- [What this task involves]: Which lines in the records below contain the word "rise"? Pull out each of those lines, and treat uppercase and lowercase as different.

- [Recorded information]:
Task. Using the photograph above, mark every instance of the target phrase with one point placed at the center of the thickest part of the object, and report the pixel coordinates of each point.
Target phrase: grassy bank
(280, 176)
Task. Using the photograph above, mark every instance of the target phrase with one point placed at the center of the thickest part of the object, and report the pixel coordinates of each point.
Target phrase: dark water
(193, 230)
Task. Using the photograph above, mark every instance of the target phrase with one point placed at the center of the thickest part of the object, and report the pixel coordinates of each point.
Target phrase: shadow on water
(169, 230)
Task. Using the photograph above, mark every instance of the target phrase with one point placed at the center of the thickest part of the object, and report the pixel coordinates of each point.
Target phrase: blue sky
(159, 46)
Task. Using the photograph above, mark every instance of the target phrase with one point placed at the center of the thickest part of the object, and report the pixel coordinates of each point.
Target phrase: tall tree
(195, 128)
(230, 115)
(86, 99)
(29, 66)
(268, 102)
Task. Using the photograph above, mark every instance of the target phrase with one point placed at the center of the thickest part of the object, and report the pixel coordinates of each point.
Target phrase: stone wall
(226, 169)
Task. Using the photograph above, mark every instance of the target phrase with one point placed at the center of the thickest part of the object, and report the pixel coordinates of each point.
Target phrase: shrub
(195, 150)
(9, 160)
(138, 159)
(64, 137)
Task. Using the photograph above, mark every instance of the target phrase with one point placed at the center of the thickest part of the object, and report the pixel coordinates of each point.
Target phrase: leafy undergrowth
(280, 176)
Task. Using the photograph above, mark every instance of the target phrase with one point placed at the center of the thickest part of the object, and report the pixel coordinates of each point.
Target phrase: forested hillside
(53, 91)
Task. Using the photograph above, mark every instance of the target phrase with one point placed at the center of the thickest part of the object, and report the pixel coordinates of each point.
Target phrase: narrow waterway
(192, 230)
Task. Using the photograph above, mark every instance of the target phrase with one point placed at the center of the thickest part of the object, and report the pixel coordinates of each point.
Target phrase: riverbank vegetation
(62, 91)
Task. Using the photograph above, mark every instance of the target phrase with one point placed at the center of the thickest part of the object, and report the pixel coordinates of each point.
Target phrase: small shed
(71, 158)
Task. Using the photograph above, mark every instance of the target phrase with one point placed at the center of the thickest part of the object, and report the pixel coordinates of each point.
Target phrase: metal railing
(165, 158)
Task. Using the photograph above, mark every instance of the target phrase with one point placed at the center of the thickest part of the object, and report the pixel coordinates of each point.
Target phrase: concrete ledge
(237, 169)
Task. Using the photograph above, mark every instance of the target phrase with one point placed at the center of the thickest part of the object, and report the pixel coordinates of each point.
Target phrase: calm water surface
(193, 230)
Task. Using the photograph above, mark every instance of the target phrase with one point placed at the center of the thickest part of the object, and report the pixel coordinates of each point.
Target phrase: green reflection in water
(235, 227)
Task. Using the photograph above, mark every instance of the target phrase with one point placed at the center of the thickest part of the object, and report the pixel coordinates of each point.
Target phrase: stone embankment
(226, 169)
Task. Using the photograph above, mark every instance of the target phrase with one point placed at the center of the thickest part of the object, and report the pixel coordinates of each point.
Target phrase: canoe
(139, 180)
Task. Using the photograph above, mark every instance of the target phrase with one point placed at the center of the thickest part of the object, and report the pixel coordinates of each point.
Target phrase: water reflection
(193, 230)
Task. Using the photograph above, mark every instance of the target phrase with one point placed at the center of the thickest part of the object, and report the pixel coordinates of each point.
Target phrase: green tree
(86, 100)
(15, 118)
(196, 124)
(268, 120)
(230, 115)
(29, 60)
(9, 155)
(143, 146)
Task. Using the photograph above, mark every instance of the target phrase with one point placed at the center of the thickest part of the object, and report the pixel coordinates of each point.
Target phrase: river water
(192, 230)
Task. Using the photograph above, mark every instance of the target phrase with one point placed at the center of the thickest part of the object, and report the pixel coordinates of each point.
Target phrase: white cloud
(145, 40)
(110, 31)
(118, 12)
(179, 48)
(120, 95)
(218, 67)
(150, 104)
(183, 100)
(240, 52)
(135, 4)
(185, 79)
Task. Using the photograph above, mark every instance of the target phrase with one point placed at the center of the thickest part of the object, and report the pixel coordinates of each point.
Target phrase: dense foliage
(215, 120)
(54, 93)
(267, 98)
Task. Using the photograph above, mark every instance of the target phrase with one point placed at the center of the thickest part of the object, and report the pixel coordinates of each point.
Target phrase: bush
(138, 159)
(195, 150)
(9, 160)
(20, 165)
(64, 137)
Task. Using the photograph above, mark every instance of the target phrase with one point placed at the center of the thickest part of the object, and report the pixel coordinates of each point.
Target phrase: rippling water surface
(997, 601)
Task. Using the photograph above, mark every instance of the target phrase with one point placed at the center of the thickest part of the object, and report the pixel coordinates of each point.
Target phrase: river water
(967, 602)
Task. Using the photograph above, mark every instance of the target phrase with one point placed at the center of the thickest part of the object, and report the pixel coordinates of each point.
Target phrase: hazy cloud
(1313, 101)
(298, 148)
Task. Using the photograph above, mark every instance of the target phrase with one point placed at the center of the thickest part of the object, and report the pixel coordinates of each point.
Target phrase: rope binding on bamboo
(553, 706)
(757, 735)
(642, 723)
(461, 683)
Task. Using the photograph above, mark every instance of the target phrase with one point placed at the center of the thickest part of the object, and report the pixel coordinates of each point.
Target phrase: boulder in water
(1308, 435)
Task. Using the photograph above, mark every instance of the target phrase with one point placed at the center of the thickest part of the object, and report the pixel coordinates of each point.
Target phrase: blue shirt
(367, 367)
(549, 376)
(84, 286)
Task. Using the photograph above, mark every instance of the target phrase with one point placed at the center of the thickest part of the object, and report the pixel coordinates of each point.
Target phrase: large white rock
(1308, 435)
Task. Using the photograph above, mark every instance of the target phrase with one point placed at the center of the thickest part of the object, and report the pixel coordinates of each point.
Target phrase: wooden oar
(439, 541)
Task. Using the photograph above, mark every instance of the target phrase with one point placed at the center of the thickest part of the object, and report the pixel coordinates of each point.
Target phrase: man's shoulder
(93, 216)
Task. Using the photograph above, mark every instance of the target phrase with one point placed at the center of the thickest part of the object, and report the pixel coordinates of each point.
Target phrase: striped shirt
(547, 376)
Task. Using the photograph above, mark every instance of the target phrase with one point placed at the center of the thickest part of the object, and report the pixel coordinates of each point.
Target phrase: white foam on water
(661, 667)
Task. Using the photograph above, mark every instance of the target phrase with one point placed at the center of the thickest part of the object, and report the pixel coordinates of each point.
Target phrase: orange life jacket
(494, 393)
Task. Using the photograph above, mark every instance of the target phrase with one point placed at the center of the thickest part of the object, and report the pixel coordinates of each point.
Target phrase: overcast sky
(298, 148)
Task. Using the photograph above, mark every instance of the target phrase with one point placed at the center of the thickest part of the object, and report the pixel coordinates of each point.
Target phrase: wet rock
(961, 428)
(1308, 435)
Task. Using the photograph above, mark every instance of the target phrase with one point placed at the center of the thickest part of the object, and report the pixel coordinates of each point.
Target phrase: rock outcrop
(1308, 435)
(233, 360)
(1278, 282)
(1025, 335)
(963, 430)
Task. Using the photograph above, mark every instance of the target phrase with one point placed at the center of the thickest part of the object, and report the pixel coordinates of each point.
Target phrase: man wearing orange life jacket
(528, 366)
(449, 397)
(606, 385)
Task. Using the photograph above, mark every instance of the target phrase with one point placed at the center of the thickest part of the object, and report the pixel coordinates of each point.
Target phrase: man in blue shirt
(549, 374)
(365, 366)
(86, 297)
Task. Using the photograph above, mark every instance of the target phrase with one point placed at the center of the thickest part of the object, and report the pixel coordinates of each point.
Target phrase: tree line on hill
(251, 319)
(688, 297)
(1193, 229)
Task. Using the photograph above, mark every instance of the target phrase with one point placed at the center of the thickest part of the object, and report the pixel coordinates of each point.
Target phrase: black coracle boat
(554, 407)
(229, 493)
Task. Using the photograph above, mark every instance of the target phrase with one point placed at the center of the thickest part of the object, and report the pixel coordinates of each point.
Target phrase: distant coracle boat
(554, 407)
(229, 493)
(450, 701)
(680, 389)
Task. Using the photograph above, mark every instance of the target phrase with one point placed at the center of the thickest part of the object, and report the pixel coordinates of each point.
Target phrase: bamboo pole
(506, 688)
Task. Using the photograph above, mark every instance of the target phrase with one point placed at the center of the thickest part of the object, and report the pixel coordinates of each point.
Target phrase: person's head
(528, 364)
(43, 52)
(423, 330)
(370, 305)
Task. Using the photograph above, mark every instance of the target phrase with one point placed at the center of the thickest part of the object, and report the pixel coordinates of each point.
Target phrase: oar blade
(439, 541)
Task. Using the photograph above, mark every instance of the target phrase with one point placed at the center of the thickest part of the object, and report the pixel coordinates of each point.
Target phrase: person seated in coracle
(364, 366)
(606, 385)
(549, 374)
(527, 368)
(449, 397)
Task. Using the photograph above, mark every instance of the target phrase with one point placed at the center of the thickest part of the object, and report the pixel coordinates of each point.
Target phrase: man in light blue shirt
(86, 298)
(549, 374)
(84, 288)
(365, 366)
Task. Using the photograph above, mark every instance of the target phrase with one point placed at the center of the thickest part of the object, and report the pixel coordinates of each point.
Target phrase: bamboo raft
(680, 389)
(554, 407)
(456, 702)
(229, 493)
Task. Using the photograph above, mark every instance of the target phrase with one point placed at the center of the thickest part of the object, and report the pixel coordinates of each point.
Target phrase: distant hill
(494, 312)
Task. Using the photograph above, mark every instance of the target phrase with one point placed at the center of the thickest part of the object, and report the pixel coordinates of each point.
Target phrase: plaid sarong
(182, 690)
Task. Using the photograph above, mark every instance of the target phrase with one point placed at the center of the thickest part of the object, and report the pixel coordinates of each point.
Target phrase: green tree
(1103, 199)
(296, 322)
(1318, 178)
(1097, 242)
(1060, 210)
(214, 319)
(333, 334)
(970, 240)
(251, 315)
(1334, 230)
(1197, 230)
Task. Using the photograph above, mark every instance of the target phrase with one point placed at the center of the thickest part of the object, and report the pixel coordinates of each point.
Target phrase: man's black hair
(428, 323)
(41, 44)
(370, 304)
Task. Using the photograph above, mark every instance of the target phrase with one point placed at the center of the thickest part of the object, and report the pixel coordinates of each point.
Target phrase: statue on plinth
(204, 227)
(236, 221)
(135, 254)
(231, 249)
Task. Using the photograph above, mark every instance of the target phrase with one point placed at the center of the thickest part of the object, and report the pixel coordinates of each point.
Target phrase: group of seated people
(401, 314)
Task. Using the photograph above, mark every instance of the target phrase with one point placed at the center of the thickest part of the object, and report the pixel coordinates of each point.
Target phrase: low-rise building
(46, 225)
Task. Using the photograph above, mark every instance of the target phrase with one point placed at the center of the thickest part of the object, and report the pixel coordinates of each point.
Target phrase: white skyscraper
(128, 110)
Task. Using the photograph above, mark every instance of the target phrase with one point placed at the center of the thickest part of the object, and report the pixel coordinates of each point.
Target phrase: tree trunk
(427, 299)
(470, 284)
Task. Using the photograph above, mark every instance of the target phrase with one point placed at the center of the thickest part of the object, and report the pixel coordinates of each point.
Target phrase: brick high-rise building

- [Exercise result]:
Target phrase: low-rise building
Target phrase: brick high-rise building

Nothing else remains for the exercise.